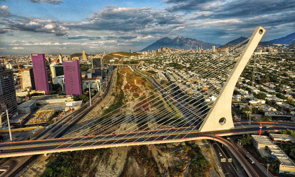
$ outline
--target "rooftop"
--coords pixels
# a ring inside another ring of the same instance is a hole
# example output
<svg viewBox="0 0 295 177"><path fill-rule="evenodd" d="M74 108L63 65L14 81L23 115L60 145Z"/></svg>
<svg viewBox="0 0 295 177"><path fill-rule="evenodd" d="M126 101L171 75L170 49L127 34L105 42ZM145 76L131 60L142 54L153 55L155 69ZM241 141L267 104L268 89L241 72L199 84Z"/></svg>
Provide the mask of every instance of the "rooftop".
<svg viewBox="0 0 295 177"><path fill-rule="evenodd" d="M62 95L58 96L58 95L43 95L32 96L31 100L36 101L46 100L47 100L55 99L65 98L68 97L71 97L72 95Z"/></svg>
<svg viewBox="0 0 295 177"><path fill-rule="evenodd" d="M36 102L35 100L30 100L24 103L19 106L18 106L18 109L19 109L25 108L28 107L33 104Z"/></svg>

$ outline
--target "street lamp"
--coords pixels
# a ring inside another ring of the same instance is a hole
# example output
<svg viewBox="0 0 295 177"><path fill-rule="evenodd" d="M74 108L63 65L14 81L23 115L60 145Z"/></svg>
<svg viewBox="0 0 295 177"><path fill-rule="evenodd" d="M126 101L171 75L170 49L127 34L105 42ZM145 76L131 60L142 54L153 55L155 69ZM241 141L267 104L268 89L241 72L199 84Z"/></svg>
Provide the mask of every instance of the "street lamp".
<svg viewBox="0 0 295 177"><path fill-rule="evenodd" d="M6 109L6 115L7 115L7 122L8 123L8 129L9 129L9 136L10 137L10 141L12 141L12 136L11 135L11 128L10 127L10 123L9 122L9 116L8 115L8 110Z"/></svg>
<svg viewBox="0 0 295 177"><path fill-rule="evenodd" d="M213 152L213 145L214 144L216 144L216 143L213 143L213 144L212 144L212 153Z"/></svg>

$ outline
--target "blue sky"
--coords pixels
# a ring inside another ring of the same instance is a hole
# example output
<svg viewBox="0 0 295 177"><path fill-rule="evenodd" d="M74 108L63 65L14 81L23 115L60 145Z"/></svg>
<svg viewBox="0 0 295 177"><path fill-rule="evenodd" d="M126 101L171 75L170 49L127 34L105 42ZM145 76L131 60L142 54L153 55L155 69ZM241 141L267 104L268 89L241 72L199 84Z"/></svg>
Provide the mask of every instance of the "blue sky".
<svg viewBox="0 0 295 177"><path fill-rule="evenodd" d="M295 1L0 0L1 52L133 51L178 36L224 44L295 32Z"/></svg>

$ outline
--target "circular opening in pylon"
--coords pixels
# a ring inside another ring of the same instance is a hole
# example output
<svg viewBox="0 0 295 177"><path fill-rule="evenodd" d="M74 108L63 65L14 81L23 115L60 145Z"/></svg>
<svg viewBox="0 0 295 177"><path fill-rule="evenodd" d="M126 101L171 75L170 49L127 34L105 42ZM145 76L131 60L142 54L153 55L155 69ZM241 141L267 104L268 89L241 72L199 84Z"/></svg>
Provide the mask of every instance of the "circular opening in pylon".
<svg viewBox="0 0 295 177"><path fill-rule="evenodd" d="M226 119L224 117L222 117L219 119L219 124L222 125L225 124L226 122Z"/></svg>

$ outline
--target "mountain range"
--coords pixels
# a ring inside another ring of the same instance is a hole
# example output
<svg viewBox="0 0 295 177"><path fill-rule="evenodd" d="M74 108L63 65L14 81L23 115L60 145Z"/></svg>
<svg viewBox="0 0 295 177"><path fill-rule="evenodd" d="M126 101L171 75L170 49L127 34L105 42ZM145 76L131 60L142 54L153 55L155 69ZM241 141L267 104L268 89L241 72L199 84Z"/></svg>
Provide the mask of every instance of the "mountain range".
<svg viewBox="0 0 295 177"><path fill-rule="evenodd" d="M147 51L148 50L158 50L161 46L163 47L172 48L175 49L183 49L185 50L190 49L191 48L196 50L196 47L202 46L204 49L212 49L212 46L215 45L217 48L221 45L220 44L215 44L212 43L205 42L203 41L197 40L195 39L192 39L183 37L179 37L179 36L173 39L166 37L157 40L151 45L143 49L139 52Z"/></svg>
<svg viewBox="0 0 295 177"><path fill-rule="evenodd" d="M240 37L237 39L227 43L226 44L220 47L219 48L225 48L233 47L242 42L247 39L248 38L246 37ZM245 44L247 42L248 42L248 41L245 42L242 44ZM274 44L280 44L289 45L288 47L295 47L294 43L295 43L295 32L281 38L273 39L268 41L260 42L258 43L258 47L265 47L268 45L272 45Z"/></svg>
<svg viewBox="0 0 295 177"><path fill-rule="evenodd" d="M215 45L216 48L225 48L233 47L239 44L248 38L241 37L235 39L225 44L222 45L220 44L215 44L212 43L205 42L202 41L198 40L195 39L192 39L187 37L184 38L183 37L179 37L177 36L176 38L172 39L166 37L157 40L155 42L143 49L139 52L147 51L148 50L157 50L160 48L161 46L163 47L168 47L175 49L184 49L185 50L190 49L192 48L195 50L197 46L200 47L203 47L204 49L212 49L212 46ZM242 44L245 44L248 41L244 42ZM278 39L276 39L268 41L260 42L258 45L260 47L265 47L268 45L271 45L273 44L280 44L290 45L290 47L295 47L295 32L290 34L285 37Z"/></svg>

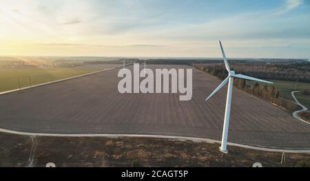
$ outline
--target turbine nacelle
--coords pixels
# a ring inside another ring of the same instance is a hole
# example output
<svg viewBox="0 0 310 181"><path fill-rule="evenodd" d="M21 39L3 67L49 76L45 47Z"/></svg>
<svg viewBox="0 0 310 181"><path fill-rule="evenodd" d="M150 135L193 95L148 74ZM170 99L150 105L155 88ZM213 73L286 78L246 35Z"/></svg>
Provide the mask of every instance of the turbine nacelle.
<svg viewBox="0 0 310 181"><path fill-rule="evenodd" d="M229 81L230 77L236 77L236 78L246 79L246 80L252 81L260 82L260 83L270 83L270 84L273 83L271 82L264 81L264 80L259 79L259 78L254 78L254 77L245 76L242 74L236 74L236 72L234 71L230 70L229 64L228 64L227 59L226 58L225 52L224 52L224 49L223 48L222 43L220 42L220 49L222 50L223 58L224 59L224 63L225 65L226 70L228 71L228 76L222 82L221 84L220 84L220 85L218 85L218 87L216 87L214 89L214 91L210 94L210 96L209 96L208 98L207 98L207 99L205 100L207 100L213 95L214 95L214 94L216 94L219 89L220 89L220 88L224 87Z"/></svg>
<svg viewBox="0 0 310 181"><path fill-rule="evenodd" d="M231 71L228 74L228 76L234 76L236 74L236 72L234 71Z"/></svg>

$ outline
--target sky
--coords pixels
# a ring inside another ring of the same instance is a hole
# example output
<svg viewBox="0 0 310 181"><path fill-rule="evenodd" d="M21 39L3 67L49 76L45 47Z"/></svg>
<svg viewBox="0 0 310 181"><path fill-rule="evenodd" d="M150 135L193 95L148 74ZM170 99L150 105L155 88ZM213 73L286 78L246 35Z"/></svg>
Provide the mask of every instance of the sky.
<svg viewBox="0 0 310 181"><path fill-rule="evenodd" d="M310 58L310 0L0 0L0 55Z"/></svg>

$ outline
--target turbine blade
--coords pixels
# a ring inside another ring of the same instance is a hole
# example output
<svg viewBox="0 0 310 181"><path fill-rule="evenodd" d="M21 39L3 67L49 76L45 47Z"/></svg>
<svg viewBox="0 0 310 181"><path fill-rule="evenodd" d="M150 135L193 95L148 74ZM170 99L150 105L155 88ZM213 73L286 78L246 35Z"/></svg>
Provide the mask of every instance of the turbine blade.
<svg viewBox="0 0 310 181"><path fill-rule="evenodd" d="M273 83L269 81L266 81L262 79L259 79L257 78L254 78L251 76L245 76L242 74L236 74L233 76L234 77L237 77L237 78L243 78L243 79L247 79L247 80L250 80L250 81L257 81L257 82L261 82L261 83Z"/></svg>
<svg viewBox="0 0 310 181"><path fill-rule="evenodd" d="M227 58L226 58L225 52L224 52L224 49L223 48L222 43L220 41L220 50L222 50L223 58L224 58L224 63L225 64L226 70L230 72L229 65L228 64Z"/></svg>
<svg viewBox="0 0 310 181"><path fill-rule="evenodd" d="M218 85L218 87L216 87L216 89L214 89L214 91L210 94L210 96L209 96L207 98L206 98L205 100L208 100L208 99L210 98L213 95L214 95L214 94L216 94L220 88L224 87L224 85L225 85L225 84L227 83L229 79L229 77L226 78L225 80L224 80L224 81L223 81L220 84L220 85Z"/></svg>

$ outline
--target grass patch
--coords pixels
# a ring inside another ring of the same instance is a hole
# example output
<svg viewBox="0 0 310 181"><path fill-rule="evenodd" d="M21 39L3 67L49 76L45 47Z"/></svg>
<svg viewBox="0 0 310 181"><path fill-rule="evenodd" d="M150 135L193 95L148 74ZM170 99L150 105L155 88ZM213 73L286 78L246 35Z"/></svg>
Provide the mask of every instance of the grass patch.
<svg viewBox="0 0 310 181"><path fill-rule="evenodd" d="M66 138L0 133L0 167L310 167L310 153L268 152L218 144L147 138ZM35 142L33 140L35 140ZM32 147L35 149L32 151ZM32 152L32 153L31 153ZM30 156L33 156L30 162Z"/></svg>
<svg viewBox="0 0 310 181"><path fill-rule="evenodd" d="M76 68L11 68L0 70L0 92L38 85L94 72Z"/></svg>
<svg viewBox="0 0 310 181"><path fill-rule="evenodd" d="M310 83L301 82L292 82L278 80L268 80L274 83L273 85L279 90L280 96L294 101L291 96L291 92L296 90L310 90ZM295 94L296 98L300 103L308 109L310 108L310 96L302 95L301 93Z"/></svg>

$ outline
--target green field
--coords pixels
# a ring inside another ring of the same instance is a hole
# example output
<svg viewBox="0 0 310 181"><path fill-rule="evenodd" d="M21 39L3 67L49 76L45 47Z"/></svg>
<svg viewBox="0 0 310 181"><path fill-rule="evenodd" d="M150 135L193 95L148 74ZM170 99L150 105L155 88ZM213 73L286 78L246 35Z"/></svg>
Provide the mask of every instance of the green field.
<svg viewBox="0 0 310 181"><path fill-rule="evenodd" d="M50 82L94 72L75 68L12 68L0 70L0 92Z"/></svg>
<svg viewBox="0 0 310 181"><path fill-rule="evenodd" d="M278 80L268 80L274 83L274 86L279 90L280 96L293 101L293 98L291 96L291 92L296 90L309 90L310 91L310 83L300 83L300 82L292 82ZM296 87L297 85L297 87ZM296 98L300 102L301 104L310 108L310 96L304 96L301 93L296 94Z"/></svg>

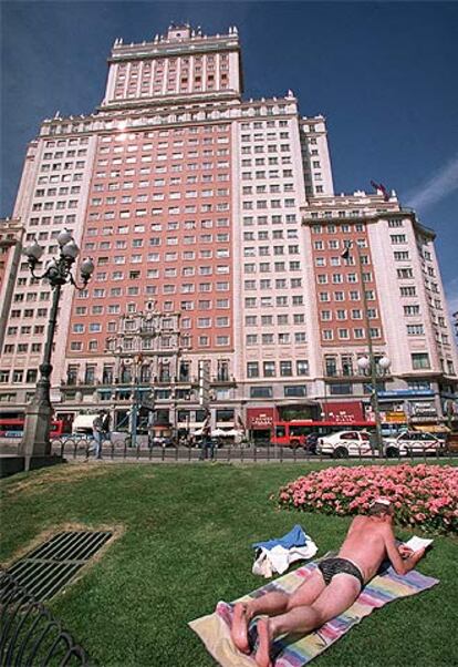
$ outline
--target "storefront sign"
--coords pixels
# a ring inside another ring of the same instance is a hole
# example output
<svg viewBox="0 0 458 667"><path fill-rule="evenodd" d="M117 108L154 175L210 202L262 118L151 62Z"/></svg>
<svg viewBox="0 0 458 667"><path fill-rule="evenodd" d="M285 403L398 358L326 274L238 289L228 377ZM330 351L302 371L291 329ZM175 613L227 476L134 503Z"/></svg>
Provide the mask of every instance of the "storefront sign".
<svg viewBox="0 0 458 667"><path fill-rule="evenodd" d="M377 391L379 399L394 399L396 397L434 396L433 389L392 389L389 391Z"/></svg>
<svg viewBox="0 0 458 667"><path fill-rule="evenodd" d="M404 412L385 412L385 421L387 423L405 423L406 415Z"/></svg>
<svg viewBox="0 0 458 667"><path fill-rule="evenodd" d="M326 401L322 404L324 419L337 423L364 421L363 404L360 401Z"/></svg>
<svg viewBox="0 0 458 667"><path fill-rule="evenodd" d="M271 429L277 421L275 408L248 408L247 423L249 429Z"/></svg>

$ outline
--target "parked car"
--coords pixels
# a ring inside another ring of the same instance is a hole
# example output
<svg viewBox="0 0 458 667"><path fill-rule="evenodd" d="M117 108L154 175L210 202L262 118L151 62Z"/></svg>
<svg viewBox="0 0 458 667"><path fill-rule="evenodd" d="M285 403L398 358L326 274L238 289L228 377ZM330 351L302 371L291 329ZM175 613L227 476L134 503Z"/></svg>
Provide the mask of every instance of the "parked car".
<svg viewBox="0 0 458 667"><path fill-rule="evenodd" d="M378 455L378 451L371 447L367 431L339 431L324 435L316 443L316 453L329 454L333 459Z"/></svg>
<svg viewBox="0 0 458 667"><path fill-rule="evenodd" d="M148 437L148 447L176 447L171 438Z"/></svg>
<svg viewBox="0 0 458 667"><path fill-rule="evenodd" d="M447 433L445 447L448 453L458 454L458 431L455 433Z"/></svg>
<svg viewBox="0 0 458 667"><path fill-rule="evenodd" d="M384 453L388 459L438 455L446 449L443 440L423 431L404 431L395 438L384 438L383 442Z"/></svg>

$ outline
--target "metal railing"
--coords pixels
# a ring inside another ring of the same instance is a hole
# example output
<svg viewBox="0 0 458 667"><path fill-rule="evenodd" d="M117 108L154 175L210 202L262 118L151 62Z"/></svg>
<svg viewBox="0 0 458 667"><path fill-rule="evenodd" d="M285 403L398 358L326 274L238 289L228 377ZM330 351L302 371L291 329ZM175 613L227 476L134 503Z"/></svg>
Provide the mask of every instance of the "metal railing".
<svg viewBox="0 0 458 667"><path fill-rule="evenodd" d="M0 665L91 665L85 650L61 623L3 569L0 569Z"/></svg>
<svg viewBox="0 0 458 667"><path fill-rule="evenodd" d="M94 441L91 438L69 437L64 439L53 440L53 453L60 454L65 459L71 460L91 460L92 445ZM131 435L112 435L112 440L105 440L102 443L102 458L111 461L142 461L142 462L192 462L211 460L221 463L241 462L241 463L269 463L269 462L334 462L342 463L346 461L373 462L391 461L391 462L434 462L443 461L451 458L454 454L447 451L429 452L413 452L407 454L395 454L392 451L383 453L374 450L367 453L362 450L350 455L341 455L336 452L334 456L330 454L316 454L303 448L280 447L270 443L259 444L254 442L243 444L223 444L221 447L199 445L185 447L167 443L167 445L152 445L148 443L147 437L138 435L135 445L132 445Z"/></svg>

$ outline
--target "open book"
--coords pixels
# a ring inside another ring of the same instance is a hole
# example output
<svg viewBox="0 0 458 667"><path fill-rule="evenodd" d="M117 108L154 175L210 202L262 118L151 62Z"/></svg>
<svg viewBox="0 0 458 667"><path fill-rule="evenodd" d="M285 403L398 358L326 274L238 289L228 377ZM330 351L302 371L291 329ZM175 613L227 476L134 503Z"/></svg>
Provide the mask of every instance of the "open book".
<svg viewBox="0 0 458 667"><path fill-rule="evenodd" d="M425 537L410 537L408 542L404 543L404 546L408 546L412 551L418 551L419 548L429 546L433 543L433 540L426 540Z"/></svg>

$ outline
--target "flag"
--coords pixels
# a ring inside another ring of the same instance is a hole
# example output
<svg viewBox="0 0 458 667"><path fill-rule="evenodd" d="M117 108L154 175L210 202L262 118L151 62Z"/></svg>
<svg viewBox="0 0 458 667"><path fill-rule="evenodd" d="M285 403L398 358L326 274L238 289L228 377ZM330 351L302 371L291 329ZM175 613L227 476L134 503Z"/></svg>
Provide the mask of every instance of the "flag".
<svg viewBox="0 0 458 667"><path fill-rule="evenodd" d="M247 430L243 423L242 418L240 417L240 414L237 414L237 419L236 419L237 425L240 428L240 431L244 431Z"/></svg>
<svg viewBox="0 0 458 667"><path fill-rule="evenodd" d="M202 425L200 427L202 434L207 435L209 430L210 430L210 414L207 414L207 417L204 420Z"/></svg>

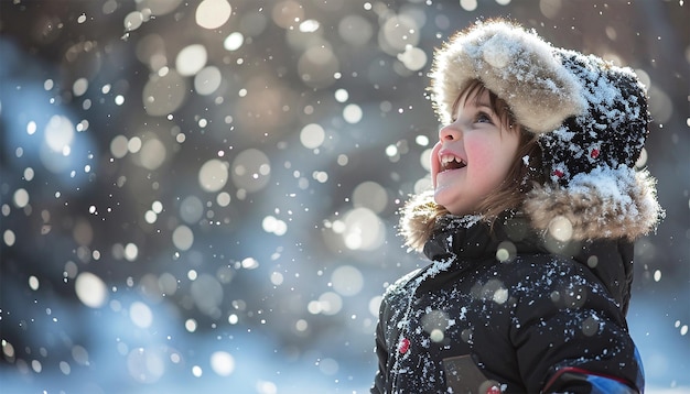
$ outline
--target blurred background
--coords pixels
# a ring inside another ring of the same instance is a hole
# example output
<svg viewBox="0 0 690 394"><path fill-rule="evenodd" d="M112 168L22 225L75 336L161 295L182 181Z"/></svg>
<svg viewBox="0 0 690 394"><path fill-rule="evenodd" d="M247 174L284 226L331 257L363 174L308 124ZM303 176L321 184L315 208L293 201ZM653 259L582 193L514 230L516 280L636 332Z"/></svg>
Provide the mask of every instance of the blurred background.
<svg viewBox="0 0 690 394"><path fill-rule="evenodd" d="M637 242L648 393L690 392L690 4L2 0L3 393L365 393L425 264L433 50L506 17L634 68L667 211Z"/></svg>

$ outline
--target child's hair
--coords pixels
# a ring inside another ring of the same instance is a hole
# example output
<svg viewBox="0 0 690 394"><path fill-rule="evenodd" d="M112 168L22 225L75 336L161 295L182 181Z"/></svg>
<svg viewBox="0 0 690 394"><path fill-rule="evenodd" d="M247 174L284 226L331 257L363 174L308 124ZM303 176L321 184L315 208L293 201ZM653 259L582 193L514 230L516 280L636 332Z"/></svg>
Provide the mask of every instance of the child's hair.
<svg viewBox="0 0 690 394"><path fill-rule="evenodd" d="M519 210L538 232L559 218L570 222L572 240L635 240L664 217L656 180L636 168L650 119L646 88L630 68L488 20L445 42L430 77L441 123L452 122L459 94L488 90L502 125L520 133L505 182L475 212L492 223L505 210ZM448 210L429 190L401 214L406 244L422 251Z"/></svg>
<svg viewBox="0 0 690 394"><path fill-rule="evenodd" d="M475 100L478 100L484 92L488 92L489 105L492 110L494 110L500 119L502 129L505 129L509 133L520 134L518 150L513 158L513 164L508 169L505 180L492 194L479 201L475 212L482 216L484 220L493 222L500 212L509 209L519 209L525 200L526 194L532 189L535 183L540 184L543 183L545 179L541 172L541 149L537 142L538 135L518 124L508 105L484 86L481 80L473 79L457 94L452 108L453 113L457 112L462 97L474 97ZM411 205L414 205L414 203L411 203ZM425 209L430 209L431 212L423 214L428 215L427 220L424 220L425 228L417 229L421 230L418 233L421 238L416 239L414 237L414 239L409 239L410 234L406 234L410 247L421 247L418 242L423 242L429 238L436 225L436 219L450 214L445 207L435 203L433 203L431 207L427 206Z"/></svg>
<svg viewBox="0 0 690 394"><path fill-rule="evenodd" d="M492 221L507 209L520 208L525 195L531 190L533 183L542 183L543 179L541 176L541 149L537 142L538 136L524 125L518 124L508 105L484 86L481 80L471 80L463 91L457 95L453 105L453 113L456 113L462 97L474 97L475 100L478 100L485 92L488 92L489 105L500 119L502 129L507 130L509 133L520 134L518 150L506 178L496 190L479 203L475 212L484 219Z"/></svg>

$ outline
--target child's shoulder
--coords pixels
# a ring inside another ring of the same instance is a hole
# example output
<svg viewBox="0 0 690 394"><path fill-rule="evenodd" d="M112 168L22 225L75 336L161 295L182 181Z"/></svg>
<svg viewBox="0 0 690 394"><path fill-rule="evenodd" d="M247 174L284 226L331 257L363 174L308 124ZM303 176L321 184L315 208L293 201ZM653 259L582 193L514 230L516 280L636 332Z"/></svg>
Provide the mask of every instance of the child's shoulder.
<svg viewBox="0 0 690 394"><path fill-rule="evenodd" d="M607 293L601 280L587 266L558 254L517 258L497 264L493 274L502 277L514 295L529 298Z"/></svg>
<svg viewBox="0 0 690 394"><path fill-rule="evenodd" d="M421 269L417 269L399 277L396 282L393 282L388 287L386 287L384 297L390 297L391 295L396 293L402 292L402 289L410 282L410 280L417 276L421 271L422 271Z"/></svg>

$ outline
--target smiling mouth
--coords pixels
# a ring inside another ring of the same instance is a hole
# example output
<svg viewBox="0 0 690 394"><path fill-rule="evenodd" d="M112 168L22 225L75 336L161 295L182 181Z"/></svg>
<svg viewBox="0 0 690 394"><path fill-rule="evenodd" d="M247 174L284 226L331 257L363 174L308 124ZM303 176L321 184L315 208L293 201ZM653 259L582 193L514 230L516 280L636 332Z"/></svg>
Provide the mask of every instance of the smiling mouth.
<svg viewBox="0 0 690 394"><path fill-rule="evenodd" d="M455 155L444 154L441 156L441 173L450 169L464 168L465 166L467 166L467 163Z"/></svg>

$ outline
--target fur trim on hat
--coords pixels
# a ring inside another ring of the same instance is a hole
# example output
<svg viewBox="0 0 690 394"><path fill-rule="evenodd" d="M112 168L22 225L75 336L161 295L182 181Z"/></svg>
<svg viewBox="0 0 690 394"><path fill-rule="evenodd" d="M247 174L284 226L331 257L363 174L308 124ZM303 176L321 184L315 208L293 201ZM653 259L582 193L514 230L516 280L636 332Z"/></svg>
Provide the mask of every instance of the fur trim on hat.
<svg viewBox="0 0 690 394"><path fill-rule="evenodd" d="M575 175L567 188L537 186L528 193L524 212L536 229L557 239L635 240L656 230L664 216L655 184L647 171L596 168Z"/></svg>
<svg viewBox="0 0 690 394"><path fill-rule="evenodd" d="M453 102L472 79L479 79L535 133L549 132L583 113L581 86L536 33L507 21L477 22L439 50L431 91L440 120L452 119Z"/></svg>
<svg viewBox="0 0 690 394"><path fill-rule="evenodd" d="M460 91L478 79L506 101L518 123L539 134L547 180L515 207L536 230L560 241L635 240L656 230L664 217L656 182L635 168L649 113L646 88L632 69L553 48L535 32L499 20L451 39L436 53L431 78L444 123ZM443 215L450 214L432 191L412 198L400 219L406 244L421 251Z"/></svg>

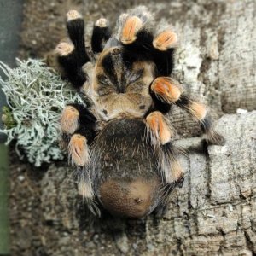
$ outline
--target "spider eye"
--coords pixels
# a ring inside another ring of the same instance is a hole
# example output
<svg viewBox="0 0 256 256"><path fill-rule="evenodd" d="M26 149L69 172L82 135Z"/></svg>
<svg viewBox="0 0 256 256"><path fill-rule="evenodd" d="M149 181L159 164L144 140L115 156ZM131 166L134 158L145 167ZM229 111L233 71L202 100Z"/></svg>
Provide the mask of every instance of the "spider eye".
<svg viewBox="0 0 256 256"><path fill-rule="evenodd" d="M135 73L131 73L131 76L129 77L129 83L131 84L139 80L143 76L143 69L140 69Z"/></svg>
<svg viewBox="0 0 256 256"><path fill-rule="evenodd" d="M105 75L99 75L97 79L98 79L98 82L102 84L108 85L111 84L108 77Z"/></svg>

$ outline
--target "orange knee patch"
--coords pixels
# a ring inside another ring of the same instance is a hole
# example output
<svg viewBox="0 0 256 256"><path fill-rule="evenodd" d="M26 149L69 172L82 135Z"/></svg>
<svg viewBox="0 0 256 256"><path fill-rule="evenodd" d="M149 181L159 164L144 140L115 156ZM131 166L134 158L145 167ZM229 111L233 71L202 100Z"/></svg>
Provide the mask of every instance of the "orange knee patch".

__Given request__. Transcribe the listing word for word from its first line through the line that contains "95L58 96L58 95L43", including that line. Leave out any pictures.

__Task solution__.
$ outline
--target "rooftop"
--coords pixels
# a ring inside another ring of the same instance is a hole
# example output
<svg viewBox="0 0 295 177"><path fill-rule="evenodd" d="M74 108L63 65L14 81L23 115L60 145Z"/></svg>
<svg viewBox="0 0 295 177"><path fill-rule="evenodd" d="M126 101L171 75L170 49L127 34L105 42ZM145 76L131 60L142 54L153 55L155 69ZM241 141L267 104L268 89L241 72L199 84Z"/></svg>
Provide the mask of every instance of the "rooftop".
<svg viewBox="0 0 295 177"><path fill-rule="evenodd" d="M62 95L58 96L58 95L43 95L32 96L31 100L36 101L46 100L47 100L55 99L65 98L68 97L71 97L72 95Z"/></svg>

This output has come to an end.